◆ **Problem requirements**
Copy each of the records below word for word, changing nothing.

(Materials provided begins)

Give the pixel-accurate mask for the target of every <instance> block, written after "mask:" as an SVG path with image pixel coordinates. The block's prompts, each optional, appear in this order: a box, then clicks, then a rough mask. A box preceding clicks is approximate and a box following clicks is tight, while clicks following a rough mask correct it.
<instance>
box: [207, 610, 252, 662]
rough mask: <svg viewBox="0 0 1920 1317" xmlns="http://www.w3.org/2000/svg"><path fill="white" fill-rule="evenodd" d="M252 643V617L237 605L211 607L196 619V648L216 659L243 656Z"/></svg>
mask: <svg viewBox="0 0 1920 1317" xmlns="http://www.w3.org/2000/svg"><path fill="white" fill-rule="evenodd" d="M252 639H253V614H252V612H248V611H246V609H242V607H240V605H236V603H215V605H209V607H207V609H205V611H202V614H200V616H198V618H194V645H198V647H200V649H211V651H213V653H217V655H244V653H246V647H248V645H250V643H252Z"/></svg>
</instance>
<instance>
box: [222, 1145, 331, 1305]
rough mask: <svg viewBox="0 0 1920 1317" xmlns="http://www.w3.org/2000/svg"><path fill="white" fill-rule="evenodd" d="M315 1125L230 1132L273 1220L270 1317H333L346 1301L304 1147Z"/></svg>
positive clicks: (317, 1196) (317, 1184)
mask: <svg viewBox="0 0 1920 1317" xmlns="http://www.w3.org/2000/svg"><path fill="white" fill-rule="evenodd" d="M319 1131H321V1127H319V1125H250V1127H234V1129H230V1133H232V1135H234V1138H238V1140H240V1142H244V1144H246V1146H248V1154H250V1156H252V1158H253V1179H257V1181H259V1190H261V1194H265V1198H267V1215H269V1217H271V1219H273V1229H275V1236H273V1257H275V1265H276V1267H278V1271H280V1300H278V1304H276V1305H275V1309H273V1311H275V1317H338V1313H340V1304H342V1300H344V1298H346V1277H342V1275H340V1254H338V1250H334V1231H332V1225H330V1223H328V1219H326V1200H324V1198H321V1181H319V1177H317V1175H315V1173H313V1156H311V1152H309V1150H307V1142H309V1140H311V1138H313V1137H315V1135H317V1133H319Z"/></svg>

(Materials provided ends)

◆ **Output for this task**
Give the pixel-accurate mask for the target of every <instance> block, written after "mask:" as an SVG path with image pixel coordinates. The block's prompts, each optional, appear in this order: a box, then clicks, then a rough mask. A box preceding clicks is approximate and a box following clicks is tight, while clicks following a rough mask correct it.
<instance>
box: [207, 610, 252, 662]
rough mask: <svg viewBox="0 0 1920 1317" xmlns="http://www.w3.org/2000/svg"><path fill="white" fill-rule="evenodd" d="M252 643V617L237 605L211 607L196 619V648L216 659L243 656Z"/></svg>
mask: <svg viewBox="0 0 1920 1317" xmlns="http://www.w3.org/2000/svg"><path fill="white" fill-rule="evenodd" d="M252 639H253V614H252V612H248V611H246V609H242V607H240V605H236V603H215V605H209V607H207V609H205V611H202V614H200V616H198V618H194V645H198V647H200V649H211V651H213V653H217V655H244V653H246V647H248V645H250V643H252Z"/></svg>
</instance>
<instance>
box: [222, 1145, 331, 1305]
rough mask: <svg viewBox="0 0 1920 1317" xmlns="http://www.w3.org/2000/svg"><path fill="white" fill-rule="evenodd" d="M315 1125L230 1132L273 1220L270 1317H333L346 1301L304 1147Z"/></svg>
positive clicks: (317, 1196) (317, 1184)
mask: <svg viewBox="0 0 1920 1317" xmlns="http://www.w3.org/2000/svg"><path fill="white" fill-rule="evenodd" d="M319 1131H321V1127H319V1125H250V1127H234V1129H230V1133H232V1135H234V1138H238V1140H240V1142H244V1144H246V1146H248V1154H250V1156H252V1158H253V1179H257V1181H259V1190H261V1194H265V1198H267V1215H269V1217H271V1219H273V1229H275V1236H273V1257H275V1265H276V1267H278V1271H280V1300H278V1304H276V1305H275V1309H273V1311H275V1317H338V1313H340V1304H342V1300H344V1298H346V1277H342V1275H340V1254H338V1250H334V1231H332V1225H330V1223H328V1219H326V1200H324V1198H321V1181H319V1177H317V1175H315V1173H313V1156H311V1152H309V1150H307V1142H309V1140H311V1138H313V1137H315V1135H317V1133H319Z"/></svg>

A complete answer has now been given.